[ORDEN DE TRABAJO 1] ¿Cómo se traduce al inglés la oración «Su carácter simbólico se impone sobre todo hecho práctico.», tomada del fragmento sobre las mascarillas?
[ORDEN DE TRABAJO 2] Prosigue el fragmento sobre las mascarillas con lo que vendría inmediatamente después de su última oración.

[FRAGMENTO SELECCIONADO]
Los teóricos de la conspiración –que tanto acertaron durante la pandemia– también advirtieron esto: las medidas implementadas no serían temporales. La mascarilla, por ejemplo, quedó. En el Perú ya no es obligatoria en las calles y lugares abiertos, pero una notoria mayoría la sigue usando. Su carácter simbólico se impone sobre todo hecho práctico. Los estudios sobre su supuesta eficacia siguen ausentes. Nunca existieron o son notoriamente débiles. Los más convincentes son los que sostienen que la mascarilla, sobre todo al aire libre, resulta superflua: un gesto intrascendente.

Sabemos, además, que el uso generalizado de mascarillas le allanó el camino a lo que ya es la “nueva normalidad” en escuelas y centros educativos: niños y adolescentes –virtualmente fuera de peligro cuando se trata de Covid-19– enmascarados en clase, todo el tiempo. Niños y adolescentes sin rostro relacionándose con maestros y compañeros sin rostro, preguntándose quiénes estarán vacunados. El otro señalizado como riesgo de contagio y peligro latente.

[EXTRACTOS DE REGISTROS]
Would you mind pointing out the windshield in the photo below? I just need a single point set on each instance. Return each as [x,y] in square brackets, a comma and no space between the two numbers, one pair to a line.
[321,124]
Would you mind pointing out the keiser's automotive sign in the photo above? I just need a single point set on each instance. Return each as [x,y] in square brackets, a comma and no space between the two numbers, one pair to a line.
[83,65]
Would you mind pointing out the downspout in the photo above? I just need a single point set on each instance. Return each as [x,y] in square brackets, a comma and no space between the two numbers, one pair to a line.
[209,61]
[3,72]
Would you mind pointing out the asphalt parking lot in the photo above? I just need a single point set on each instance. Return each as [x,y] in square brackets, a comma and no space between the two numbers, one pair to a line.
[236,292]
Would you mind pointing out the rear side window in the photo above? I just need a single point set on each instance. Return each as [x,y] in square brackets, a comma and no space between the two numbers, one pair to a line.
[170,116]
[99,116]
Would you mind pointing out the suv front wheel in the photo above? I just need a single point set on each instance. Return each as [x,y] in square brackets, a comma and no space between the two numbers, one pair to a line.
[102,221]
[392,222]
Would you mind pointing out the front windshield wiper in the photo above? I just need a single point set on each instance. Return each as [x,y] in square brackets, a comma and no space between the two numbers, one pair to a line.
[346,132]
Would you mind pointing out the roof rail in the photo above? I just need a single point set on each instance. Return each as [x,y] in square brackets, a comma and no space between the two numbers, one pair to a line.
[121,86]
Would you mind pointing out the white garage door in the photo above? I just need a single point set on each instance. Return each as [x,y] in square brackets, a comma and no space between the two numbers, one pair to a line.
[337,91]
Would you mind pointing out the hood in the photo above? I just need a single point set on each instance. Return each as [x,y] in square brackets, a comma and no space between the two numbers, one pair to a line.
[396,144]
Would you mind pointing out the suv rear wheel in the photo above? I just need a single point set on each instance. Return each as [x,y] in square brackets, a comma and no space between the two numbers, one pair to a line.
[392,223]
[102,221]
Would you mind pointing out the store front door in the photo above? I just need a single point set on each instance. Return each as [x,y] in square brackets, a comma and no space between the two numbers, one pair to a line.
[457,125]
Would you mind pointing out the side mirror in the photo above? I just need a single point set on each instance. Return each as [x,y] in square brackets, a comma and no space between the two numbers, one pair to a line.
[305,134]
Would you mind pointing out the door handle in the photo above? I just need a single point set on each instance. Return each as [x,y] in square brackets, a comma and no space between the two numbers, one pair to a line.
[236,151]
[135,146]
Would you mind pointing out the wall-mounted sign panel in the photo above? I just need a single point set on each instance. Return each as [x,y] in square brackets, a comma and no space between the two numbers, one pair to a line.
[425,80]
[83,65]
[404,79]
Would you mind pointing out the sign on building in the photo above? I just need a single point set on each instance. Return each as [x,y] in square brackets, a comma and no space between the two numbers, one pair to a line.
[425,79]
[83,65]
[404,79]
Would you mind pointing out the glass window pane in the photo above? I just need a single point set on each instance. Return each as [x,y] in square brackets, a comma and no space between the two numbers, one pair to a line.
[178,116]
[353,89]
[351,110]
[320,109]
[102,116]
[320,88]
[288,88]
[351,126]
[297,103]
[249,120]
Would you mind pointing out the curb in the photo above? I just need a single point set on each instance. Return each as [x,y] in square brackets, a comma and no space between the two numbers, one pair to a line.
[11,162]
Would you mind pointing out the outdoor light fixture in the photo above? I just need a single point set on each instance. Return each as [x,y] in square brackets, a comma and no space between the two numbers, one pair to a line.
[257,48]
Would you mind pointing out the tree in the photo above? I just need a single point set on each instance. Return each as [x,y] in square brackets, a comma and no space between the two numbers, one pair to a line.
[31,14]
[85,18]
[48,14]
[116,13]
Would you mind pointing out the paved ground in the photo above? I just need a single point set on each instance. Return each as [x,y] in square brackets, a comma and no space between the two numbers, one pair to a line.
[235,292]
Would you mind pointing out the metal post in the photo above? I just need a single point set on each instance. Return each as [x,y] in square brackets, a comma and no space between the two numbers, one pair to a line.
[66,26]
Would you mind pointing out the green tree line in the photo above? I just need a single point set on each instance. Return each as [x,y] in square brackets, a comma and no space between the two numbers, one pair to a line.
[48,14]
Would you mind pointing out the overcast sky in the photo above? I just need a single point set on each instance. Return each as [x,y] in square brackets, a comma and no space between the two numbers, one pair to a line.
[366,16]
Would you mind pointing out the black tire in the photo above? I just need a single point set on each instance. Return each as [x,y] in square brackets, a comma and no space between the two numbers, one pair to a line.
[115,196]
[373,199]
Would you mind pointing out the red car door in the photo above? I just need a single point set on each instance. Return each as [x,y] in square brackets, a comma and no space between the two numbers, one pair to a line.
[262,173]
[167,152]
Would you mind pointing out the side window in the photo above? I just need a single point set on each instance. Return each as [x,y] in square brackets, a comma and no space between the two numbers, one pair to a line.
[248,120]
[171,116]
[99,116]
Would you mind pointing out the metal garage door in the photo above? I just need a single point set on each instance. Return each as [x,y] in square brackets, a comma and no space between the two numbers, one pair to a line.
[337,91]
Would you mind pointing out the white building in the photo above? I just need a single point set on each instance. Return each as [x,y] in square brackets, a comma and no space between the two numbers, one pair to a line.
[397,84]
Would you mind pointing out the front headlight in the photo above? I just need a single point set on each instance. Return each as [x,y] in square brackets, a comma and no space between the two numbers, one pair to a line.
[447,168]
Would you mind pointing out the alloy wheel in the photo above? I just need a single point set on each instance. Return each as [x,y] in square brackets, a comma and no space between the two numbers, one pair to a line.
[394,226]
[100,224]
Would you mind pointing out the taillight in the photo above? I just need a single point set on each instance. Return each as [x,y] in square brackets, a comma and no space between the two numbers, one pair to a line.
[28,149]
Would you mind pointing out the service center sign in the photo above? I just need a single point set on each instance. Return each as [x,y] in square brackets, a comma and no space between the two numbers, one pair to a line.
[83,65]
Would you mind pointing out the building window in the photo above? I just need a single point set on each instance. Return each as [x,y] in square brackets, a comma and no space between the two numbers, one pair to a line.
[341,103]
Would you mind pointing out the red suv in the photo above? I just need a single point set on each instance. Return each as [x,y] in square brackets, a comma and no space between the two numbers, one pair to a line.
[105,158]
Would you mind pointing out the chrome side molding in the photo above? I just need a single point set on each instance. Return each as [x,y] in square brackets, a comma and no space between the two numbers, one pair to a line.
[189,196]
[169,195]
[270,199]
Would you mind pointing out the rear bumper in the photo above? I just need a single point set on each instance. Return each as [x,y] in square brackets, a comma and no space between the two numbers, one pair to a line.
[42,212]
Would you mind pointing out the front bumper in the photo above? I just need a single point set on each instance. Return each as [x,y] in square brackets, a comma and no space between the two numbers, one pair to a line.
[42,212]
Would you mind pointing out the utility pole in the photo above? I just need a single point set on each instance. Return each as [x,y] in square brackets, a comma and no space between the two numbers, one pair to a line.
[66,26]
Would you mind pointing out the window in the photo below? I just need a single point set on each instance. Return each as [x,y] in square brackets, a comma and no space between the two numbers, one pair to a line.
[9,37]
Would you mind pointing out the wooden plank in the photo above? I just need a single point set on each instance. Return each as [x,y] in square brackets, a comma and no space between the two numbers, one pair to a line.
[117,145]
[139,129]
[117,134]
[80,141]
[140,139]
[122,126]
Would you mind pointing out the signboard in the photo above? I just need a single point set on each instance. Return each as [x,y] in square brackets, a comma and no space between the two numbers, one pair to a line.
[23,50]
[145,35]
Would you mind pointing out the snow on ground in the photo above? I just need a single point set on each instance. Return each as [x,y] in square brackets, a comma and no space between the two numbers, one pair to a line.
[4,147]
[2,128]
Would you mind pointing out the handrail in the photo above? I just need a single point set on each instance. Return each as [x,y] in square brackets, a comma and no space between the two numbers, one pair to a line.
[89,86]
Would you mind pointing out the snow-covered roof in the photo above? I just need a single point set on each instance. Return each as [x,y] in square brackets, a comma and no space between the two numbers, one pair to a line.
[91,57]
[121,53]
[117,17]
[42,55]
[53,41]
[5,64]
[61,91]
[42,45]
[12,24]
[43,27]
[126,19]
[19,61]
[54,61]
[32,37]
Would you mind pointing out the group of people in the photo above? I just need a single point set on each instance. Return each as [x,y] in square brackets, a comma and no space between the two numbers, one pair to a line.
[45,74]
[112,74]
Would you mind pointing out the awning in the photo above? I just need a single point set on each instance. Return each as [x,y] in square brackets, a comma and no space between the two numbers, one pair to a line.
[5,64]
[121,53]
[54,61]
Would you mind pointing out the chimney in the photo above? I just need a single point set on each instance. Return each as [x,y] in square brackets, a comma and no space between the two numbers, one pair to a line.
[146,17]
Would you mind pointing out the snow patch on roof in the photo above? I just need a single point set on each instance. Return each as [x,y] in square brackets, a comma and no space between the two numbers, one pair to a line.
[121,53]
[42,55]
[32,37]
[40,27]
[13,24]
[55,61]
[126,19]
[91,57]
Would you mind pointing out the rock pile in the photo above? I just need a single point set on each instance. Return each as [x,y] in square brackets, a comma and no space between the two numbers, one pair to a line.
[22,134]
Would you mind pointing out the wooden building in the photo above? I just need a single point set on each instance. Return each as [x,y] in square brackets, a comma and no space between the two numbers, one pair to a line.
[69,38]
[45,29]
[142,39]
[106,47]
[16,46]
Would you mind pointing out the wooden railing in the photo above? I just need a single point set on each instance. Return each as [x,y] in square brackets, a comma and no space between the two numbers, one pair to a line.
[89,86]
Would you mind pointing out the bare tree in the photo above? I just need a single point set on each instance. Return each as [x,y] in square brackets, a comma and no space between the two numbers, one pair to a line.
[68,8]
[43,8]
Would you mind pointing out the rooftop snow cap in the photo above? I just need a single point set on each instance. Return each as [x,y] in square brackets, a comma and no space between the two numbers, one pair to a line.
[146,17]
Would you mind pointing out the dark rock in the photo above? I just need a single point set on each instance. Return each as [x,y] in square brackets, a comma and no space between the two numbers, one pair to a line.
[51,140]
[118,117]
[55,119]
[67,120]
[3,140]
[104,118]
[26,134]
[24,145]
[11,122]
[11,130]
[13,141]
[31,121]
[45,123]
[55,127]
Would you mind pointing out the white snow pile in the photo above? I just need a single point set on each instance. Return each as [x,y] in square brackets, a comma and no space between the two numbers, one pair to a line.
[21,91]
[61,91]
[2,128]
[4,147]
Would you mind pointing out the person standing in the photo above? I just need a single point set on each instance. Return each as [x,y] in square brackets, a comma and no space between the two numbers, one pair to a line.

[RESPUESTA 1] Its symbolic character prevails over every practical fact.

[RESPUESTA 2]
El “pase Covid” tampoco se fue. La gente se inoculó en masa, como se solicitó, superando las cifras de 70 % de participación que alguna vez se plantearon con sensatez, siguiendo el consenso científico que había regido hasta 2020. Los no vacunados se enfermaron y desarrollaron inmunidad natural. A pesar de que detener el contagio nunca estuvo entre las “bondades” de las inyecciones de ARN-mensajero, la sociedad fingió que el “pase Covid” tenía una utilidad práctica. Es decir, participamos de buena gana en una puesta en escena en la que mostrar una identificación personal equivalía a limitar los contagios, cuando sabíamos que solo era un mecanismo (otro más) de presión económica y social.

Luego llegó la cepa ómicron y “vacunó” al mundo. En noviembre de 2021, los científicos descubrieron esta nueva variante en Sudáfrica y rápidamente entendieron sus características: se expandía a gran velocidad, producía una enfermedad suave y confería una protección sólida contra las otras variantes. Esta inmunidad natural ya ha comprobado ser mejor que la producida por la inoculación de ARN, pero ese factor no ha entrado en los cálculos de unas instituciones nacionales y supranacionales sujetas al principio del lucro farmacéutico.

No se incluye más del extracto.